** Start **

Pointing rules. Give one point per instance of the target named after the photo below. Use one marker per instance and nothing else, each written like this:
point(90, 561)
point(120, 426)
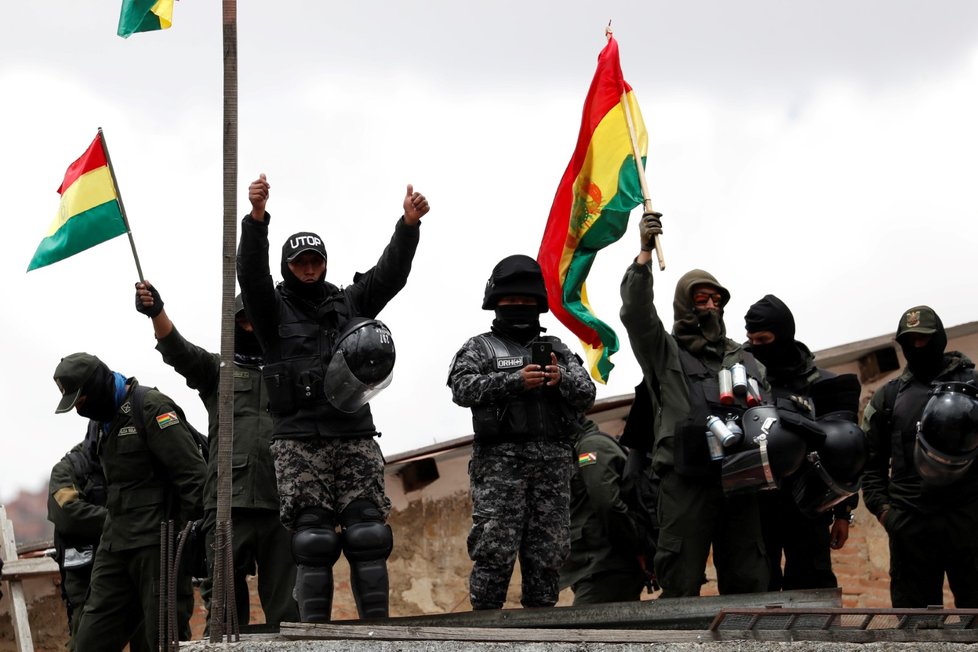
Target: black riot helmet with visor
point(832, 471)
point(362, 364)
point(947, 433)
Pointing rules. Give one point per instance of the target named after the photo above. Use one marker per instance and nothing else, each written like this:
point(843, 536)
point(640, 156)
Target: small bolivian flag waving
point(144, 16)
point(590, 211)
point(89, 213)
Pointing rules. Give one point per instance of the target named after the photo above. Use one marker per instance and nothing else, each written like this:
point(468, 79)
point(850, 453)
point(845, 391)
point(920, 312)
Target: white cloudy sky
point(823, 150)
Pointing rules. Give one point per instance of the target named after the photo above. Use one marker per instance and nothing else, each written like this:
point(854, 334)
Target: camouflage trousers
point(328, 473)
point(520, 507)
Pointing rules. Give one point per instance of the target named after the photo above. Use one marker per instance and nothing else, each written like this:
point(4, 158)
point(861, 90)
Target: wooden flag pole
point(122, 207)
point(637, 155)
point(223, 622)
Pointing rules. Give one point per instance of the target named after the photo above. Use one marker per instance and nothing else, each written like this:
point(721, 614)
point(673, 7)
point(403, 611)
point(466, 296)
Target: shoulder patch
point(167, 420)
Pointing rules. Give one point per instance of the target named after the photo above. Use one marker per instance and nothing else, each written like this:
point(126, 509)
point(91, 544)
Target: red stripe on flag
point(94, 157)
point(605, 93)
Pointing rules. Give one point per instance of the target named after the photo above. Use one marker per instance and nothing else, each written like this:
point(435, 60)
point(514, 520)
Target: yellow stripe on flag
point(90, 190)
point(164, 10)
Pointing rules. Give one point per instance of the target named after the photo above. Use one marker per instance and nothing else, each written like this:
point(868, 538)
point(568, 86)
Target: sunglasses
point(700, 299)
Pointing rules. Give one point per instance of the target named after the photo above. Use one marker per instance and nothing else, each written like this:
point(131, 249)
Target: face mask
point(99, 393)
point(776, 355)
point(927, 361)
point(711, 325)
point(520, 322)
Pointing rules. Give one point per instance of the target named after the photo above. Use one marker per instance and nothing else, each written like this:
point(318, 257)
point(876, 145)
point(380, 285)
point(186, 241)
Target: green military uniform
point(259, 538)
point(603, 565)
point(76, 506)
point(693, 511)
point(151, 476)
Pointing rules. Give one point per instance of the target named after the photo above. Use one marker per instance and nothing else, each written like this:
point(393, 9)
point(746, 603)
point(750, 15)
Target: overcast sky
point(824, 151)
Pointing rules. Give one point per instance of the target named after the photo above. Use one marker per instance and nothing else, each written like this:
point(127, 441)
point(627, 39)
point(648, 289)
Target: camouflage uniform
point(520, 485)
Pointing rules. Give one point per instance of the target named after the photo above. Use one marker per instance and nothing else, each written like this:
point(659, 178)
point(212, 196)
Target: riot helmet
point(769, 452)
point(362, 364)
point(947, 433)
point(833, 471)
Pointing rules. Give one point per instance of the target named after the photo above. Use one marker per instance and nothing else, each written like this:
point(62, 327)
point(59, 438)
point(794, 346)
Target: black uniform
point(328, 465)
point(933, 531)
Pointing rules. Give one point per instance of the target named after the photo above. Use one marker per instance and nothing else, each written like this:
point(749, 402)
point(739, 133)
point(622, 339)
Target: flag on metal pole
point(144, 16)
point(599, 189)
point(89, 213)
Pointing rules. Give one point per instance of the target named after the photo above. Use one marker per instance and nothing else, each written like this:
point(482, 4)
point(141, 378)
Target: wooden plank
point(18, 606)
point(21, 569)
point(328, 631)
point(669, 614)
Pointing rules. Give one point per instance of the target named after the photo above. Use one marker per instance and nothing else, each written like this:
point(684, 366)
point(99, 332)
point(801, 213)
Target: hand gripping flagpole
point(637, 155)
point(122, 207)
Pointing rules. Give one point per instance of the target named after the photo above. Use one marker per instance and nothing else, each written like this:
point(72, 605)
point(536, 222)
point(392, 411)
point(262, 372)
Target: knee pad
point(367, 541)
point(315, 542)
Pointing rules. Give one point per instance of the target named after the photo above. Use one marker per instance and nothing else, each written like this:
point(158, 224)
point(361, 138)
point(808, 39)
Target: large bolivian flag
point(144, 16)
point(89, 213)
point(590, 211)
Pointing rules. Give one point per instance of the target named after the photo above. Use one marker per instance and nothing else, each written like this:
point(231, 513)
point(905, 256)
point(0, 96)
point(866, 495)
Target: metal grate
point(783, 619)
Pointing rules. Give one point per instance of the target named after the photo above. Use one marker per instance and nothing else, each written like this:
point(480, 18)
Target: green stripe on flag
point(80, 232)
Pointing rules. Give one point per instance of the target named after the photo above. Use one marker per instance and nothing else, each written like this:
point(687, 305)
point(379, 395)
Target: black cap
point(71, 374)
point(770, 314)
point(302, 242)
point(919, 319)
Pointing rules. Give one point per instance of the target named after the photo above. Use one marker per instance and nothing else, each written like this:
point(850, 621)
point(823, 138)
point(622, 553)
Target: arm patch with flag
point(599, 189)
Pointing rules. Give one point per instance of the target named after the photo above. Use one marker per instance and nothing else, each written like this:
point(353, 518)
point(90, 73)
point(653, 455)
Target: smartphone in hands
point(540, 353)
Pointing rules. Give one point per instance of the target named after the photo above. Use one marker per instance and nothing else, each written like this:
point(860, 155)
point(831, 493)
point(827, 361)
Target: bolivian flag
point(89, 213)
point(590, 211)
point(144, 16)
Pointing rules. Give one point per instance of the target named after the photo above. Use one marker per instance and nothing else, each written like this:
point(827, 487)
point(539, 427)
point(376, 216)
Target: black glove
point(153, 310)
point(649, 227)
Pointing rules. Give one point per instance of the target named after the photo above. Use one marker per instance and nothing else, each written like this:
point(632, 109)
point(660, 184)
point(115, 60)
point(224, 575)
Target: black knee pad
point(315, 541)
point(367, 541)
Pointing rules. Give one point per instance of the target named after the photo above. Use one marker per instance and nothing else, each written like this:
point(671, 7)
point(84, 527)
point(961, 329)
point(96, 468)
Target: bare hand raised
point(258, 196)
point(415, 206)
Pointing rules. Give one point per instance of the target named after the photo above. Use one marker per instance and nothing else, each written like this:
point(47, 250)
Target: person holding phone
point(526, 392)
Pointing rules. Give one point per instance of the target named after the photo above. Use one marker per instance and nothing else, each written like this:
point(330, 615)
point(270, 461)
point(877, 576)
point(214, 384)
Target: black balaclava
point(699, 331)
point(927, 361)
point(516, 275)
point(771, 314)
point(308, 291)
point(99, 392)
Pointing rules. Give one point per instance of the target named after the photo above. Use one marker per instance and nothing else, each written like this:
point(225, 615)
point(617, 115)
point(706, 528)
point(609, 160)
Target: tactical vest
point(692, 454)
point(537, 415)
point(295, 369)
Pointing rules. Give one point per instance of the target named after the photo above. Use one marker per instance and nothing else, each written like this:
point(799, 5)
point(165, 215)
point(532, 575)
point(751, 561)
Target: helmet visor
point(344, 390)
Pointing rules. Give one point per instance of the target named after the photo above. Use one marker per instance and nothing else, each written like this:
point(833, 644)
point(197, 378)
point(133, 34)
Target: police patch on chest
point(509, 362)
point(166, 420)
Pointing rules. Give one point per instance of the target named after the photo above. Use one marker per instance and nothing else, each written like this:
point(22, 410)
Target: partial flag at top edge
point(89, 212)
point(144, 16)
point(595, 196)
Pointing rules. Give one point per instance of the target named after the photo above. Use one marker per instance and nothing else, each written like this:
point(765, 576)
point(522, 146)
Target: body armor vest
point(295, 368)
point(692, 455)
point(537, 415)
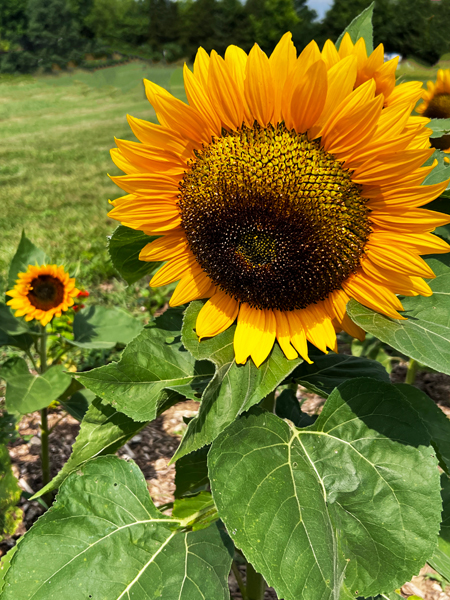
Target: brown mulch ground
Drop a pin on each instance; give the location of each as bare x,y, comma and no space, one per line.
152,449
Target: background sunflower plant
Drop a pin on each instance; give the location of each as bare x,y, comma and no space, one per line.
287,200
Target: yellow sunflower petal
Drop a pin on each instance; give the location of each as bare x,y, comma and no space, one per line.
216,315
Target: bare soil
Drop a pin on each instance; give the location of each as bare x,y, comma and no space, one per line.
152,449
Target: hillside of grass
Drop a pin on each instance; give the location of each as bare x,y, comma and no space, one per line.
55,137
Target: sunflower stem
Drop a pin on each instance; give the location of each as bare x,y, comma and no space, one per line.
256,586
413,365
240,581
45,456
268,403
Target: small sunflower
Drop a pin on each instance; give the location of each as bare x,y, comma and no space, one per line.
42,292
286,186
436,104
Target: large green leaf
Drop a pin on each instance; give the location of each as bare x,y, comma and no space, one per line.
101,327
27,254
104,538
10,515
361,26
103,430
25,392
434,421
441,557
234,388
353,499
124,248
330,370
425,336
154,370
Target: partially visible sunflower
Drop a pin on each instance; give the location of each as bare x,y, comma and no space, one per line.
284,188
42,292
436,105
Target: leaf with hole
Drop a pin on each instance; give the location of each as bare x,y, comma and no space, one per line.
104,538
354,498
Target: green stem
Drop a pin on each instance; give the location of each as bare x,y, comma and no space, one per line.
268,403
256,586
45,455
413,365
240,581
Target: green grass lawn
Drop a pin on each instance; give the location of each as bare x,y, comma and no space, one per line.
55,137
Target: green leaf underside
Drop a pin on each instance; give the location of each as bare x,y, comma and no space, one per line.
439,127
25,392
361,26
27,254
233,389
328,371
425,336
103,430
191,473
354,499
124,248
101,327
441,557
154,371
104,538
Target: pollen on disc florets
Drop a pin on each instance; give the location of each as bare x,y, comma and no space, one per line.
272,218
46,292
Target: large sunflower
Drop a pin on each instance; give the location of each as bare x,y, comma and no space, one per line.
284,188
42,292
436,104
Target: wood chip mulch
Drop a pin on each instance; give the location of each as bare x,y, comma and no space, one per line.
152,449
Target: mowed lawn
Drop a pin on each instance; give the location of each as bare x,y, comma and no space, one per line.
55,136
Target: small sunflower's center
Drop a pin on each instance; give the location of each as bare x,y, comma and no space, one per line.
272,218
439,108
46,292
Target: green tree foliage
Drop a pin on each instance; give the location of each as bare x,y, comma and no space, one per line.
270,19
119,22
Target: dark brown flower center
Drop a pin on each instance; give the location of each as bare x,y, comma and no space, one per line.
46,292
272,218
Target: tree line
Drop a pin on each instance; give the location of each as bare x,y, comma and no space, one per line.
41,33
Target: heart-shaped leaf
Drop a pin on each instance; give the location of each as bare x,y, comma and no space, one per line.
361,26
154,371
101,327
234,388
103,430
104,538
354,499
328,371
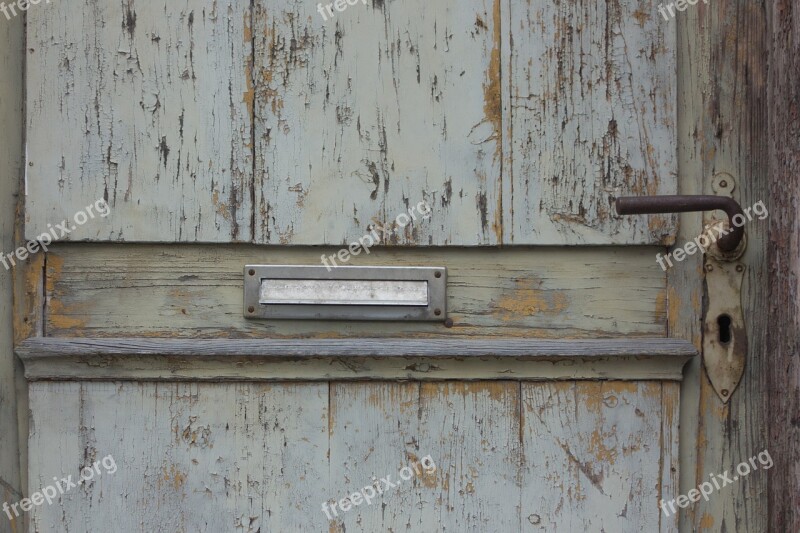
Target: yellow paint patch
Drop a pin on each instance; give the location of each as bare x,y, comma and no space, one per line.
493,107
598,448
526,300
174,477
707,522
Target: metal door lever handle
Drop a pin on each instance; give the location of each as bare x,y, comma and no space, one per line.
640,205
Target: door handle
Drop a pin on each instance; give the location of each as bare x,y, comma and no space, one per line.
724,332
641,205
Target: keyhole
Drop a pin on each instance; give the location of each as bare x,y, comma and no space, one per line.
724,323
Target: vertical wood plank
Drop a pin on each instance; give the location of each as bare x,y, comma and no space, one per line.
374,434
783,388
13,393
669,485
361,117
148,106
591,456
472,431
55,451
593,117
724,80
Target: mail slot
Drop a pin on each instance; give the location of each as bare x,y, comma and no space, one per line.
345,293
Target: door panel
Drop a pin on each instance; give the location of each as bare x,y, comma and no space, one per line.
360,117
592,109
571,456
518,123
144,108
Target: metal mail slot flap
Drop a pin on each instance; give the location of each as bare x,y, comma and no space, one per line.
345,293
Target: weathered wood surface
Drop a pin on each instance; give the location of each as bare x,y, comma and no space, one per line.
783,341
723,75
145,105
509,456
101,291
12,385
360,117
352,359
287,129
366,347
593,117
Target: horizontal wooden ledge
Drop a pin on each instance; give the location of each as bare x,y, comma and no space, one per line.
123,359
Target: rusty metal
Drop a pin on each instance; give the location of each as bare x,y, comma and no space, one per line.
640,205
724,333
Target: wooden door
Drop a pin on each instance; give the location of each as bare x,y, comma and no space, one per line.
220,134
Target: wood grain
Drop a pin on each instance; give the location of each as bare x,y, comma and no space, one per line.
167,291
783,338
146,106
13,402
593,117
602,446
186,460
724,77
363,116
352,359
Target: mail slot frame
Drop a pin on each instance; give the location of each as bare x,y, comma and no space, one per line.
434,311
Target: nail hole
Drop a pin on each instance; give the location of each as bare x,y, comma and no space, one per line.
724,323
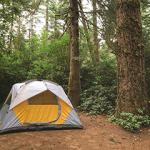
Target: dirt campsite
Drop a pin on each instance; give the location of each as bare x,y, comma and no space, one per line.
98,134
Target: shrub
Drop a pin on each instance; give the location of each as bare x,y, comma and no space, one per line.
131,122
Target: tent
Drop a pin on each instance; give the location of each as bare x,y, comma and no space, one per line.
36,105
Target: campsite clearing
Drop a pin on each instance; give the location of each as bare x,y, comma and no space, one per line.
98,134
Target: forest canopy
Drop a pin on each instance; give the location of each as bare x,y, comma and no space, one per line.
65,40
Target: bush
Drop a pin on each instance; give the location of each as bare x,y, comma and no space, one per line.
132,122
99,86
98,100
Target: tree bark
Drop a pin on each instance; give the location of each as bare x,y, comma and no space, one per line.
74,76
95,32
130,58
46,16
86,31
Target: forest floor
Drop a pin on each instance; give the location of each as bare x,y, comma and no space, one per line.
98,134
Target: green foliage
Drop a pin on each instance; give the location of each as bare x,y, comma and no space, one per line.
99,85
132,122
35,61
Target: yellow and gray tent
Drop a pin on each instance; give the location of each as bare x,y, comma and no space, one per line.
37,105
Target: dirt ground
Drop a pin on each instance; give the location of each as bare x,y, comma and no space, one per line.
98,134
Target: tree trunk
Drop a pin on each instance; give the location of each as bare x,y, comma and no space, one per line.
74,76
86,31
95,32
130,58
46,16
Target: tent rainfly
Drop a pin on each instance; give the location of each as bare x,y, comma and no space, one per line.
36,105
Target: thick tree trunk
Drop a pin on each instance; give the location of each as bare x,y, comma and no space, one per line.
130,58
95,32
74,76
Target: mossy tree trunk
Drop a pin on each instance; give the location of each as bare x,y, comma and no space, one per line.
130,58
74,76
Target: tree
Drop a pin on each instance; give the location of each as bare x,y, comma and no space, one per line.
74,76
95,32
130,58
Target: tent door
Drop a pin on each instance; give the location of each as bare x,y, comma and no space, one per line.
42,108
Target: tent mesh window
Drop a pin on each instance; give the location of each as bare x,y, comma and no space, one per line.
45,98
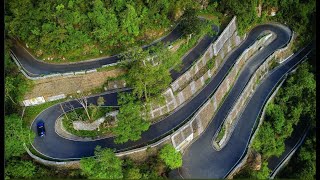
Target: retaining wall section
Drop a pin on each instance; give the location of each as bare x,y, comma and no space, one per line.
239,106
239,166
202,118
186,86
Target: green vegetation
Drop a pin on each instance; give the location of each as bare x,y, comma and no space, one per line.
77,30
107,166
16,85
221,133
130,121
80,115
211,62
149,76
104,166
190,23
170,156
295,14
302,165
294,103
20,169
15,135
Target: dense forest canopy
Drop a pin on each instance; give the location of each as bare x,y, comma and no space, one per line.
76,28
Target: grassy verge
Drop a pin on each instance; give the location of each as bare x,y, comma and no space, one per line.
31,112
221,134
79,114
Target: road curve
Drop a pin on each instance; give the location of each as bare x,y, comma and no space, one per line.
37,68
69,149
201,160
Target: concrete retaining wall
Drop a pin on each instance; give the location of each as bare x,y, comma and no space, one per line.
186,86
41,100
239,166
200,121
239,106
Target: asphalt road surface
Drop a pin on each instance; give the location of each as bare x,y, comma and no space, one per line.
202,161
36,68
54,146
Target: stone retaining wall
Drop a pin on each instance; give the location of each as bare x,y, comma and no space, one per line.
186,86
202,118
239,166
239,106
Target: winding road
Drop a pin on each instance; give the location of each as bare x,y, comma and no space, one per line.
36,68
56,147
201,160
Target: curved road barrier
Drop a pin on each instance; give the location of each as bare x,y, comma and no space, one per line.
201,160
69,149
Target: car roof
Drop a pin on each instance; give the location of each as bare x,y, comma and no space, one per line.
40,123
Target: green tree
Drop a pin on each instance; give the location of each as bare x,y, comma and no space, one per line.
171,157
105,165
263,173
15,135
130,123
130,20
190,23
19,169
147,74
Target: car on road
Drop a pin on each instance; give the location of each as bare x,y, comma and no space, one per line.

** End **

=== SET EXERCISE ===
Copy everything from the first of the rows down to the line with "point(520, 507)", replacing "marker" with "pin" and changing nothing else. Leave the pictures out.

=== SOLUTION TO THIS TASK ===
Pointing rules. Give one point per instance of the target named after the photo below. Use one pin per instance and nothing else, each written like this:
point(90, 561)
point(120, 426)
Target: black riot helmet with visor
point(832, 471)
point(362, 364)
point(947, 433)
Pointing rules. Give one point per instance of the target named after the photo above. Use one pin per instance and nothing else, each written like this:
point(843, 536)
point(640, 156)
Target: small bolivian flag waving
point(144, 16)
point(590, 211)
point(89, 213)
Pointing rules. Give one point per instance of the target named after the photo above. Use one pin per instance and nothing else, each written like this:
point(468, 79)
point(850, 453)
point(845, 391)
point(920, 312)
Target: white cloudy sky
point(823, 150)
Pointing rules. Give one point per instance of the target named after the photo above. Use one pin per instance and nothing else, each written like this:
point(854, 334)
Target: camouflage trousers
point(328, 473)
point(520, 507)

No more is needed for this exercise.